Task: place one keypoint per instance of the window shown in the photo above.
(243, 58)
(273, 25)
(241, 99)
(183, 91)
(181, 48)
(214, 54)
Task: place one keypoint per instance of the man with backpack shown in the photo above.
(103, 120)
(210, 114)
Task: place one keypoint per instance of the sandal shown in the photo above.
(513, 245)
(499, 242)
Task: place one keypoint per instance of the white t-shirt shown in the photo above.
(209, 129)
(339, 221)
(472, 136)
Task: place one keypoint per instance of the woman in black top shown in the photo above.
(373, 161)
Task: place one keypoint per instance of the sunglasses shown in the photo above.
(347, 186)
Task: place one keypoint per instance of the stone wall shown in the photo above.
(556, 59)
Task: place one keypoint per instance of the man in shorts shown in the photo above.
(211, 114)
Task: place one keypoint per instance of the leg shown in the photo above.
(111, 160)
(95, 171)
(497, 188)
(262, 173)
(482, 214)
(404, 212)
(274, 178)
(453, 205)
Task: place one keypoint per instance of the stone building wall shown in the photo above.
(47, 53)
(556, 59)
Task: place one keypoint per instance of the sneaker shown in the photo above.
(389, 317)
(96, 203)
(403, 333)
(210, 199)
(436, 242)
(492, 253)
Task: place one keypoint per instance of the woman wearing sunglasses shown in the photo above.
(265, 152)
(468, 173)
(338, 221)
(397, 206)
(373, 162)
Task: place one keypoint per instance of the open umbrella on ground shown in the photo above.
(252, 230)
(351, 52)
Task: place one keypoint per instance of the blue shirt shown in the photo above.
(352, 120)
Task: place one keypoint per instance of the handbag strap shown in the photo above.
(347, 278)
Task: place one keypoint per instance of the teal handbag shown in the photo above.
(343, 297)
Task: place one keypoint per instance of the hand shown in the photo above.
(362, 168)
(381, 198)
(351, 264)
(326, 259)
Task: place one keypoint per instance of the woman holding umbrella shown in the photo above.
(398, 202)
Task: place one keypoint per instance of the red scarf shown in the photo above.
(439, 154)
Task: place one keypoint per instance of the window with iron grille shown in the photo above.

★ ★ ★ ★ ★ ★ ★

All of the data above must be repeated exactly.

## Task answer
Task: place one keypoint per instance of the window shown in the photo above.
(243, 58)
(273, 25)
(241, 99)
(183, 91)
(181, 48)
(214, 54)
Task: place one keypoint per instance of the man with backpack shown in the photo above.
(103, 120)
(210, 114)
Task: place one keypoint per instance of the sandal shown in the photo above.
(513, 245)
(499, 242)
Task: place one keypoint per instance of the white t-shirt shown in the photo above.
(209, 129)
(339, 221)
(472, 136)
Task: place one keypoint per instance of the woman in black top shown in the photo above.
(373, 161)
Task: place one keypoint per instance of the sunglasses shown in the photo above.
(347, 186)
Task: place one keypoint per instance of the stone wall shown in the photo above.
(556, 59)
Task: place one keypoint per instance of the man in shorts shown in the photo above.
(211, 114)
Task: place one keypoint per instance of the leg shown in the photo above.
(111, 160)
(95, 171)
(497, 188)
(262, 173)
(482, 214)
(404, 212)
(274, 178)
(453, 205)
Task: place one keypoint per instance of the stone building wall shown in the photo above.
(47, 53)
(556, 59)
Task: place one keypoint per instance of the sneaker shown in the photo above.
(389, 317)
(96, 203)
(403, 333)
(210, 199)
(436, 242)
(492, 253)
Task: place one keypoint per instance of the woman wearing sunglasses shown in the photo above.
(265, 152)
(468, 173)
(338, 221)
(397, 206)
(373, 162)
Task: place one keypoint per instance of the open umbrella on ground shown in the photo above.
(252, 230)
(351, 52)
Task: place one keypoint per instance of the blue shirt shown in the photo above.
(352, 120)
Task: place one keypoint per instance of the handbag strap shown in the photo above.
(347, 278)
Task: place one keypoint per instance of the teal handbag shown in the photo above.
(343, 297)
Task: place one keypoint per instance of the hand shown in the photo above.
(362, 168)
(381, 198)
(351, 264)
(326, 259)
Task: place one keypoint per instance of the woman holding umbrella shown in the photo above.
(398, 202)
Task: place one keypoint per instance of the red scarf shown in the photo above.
(439, 154)
Task: place one keypoint per instance of the window with iron grille shown in the photo above.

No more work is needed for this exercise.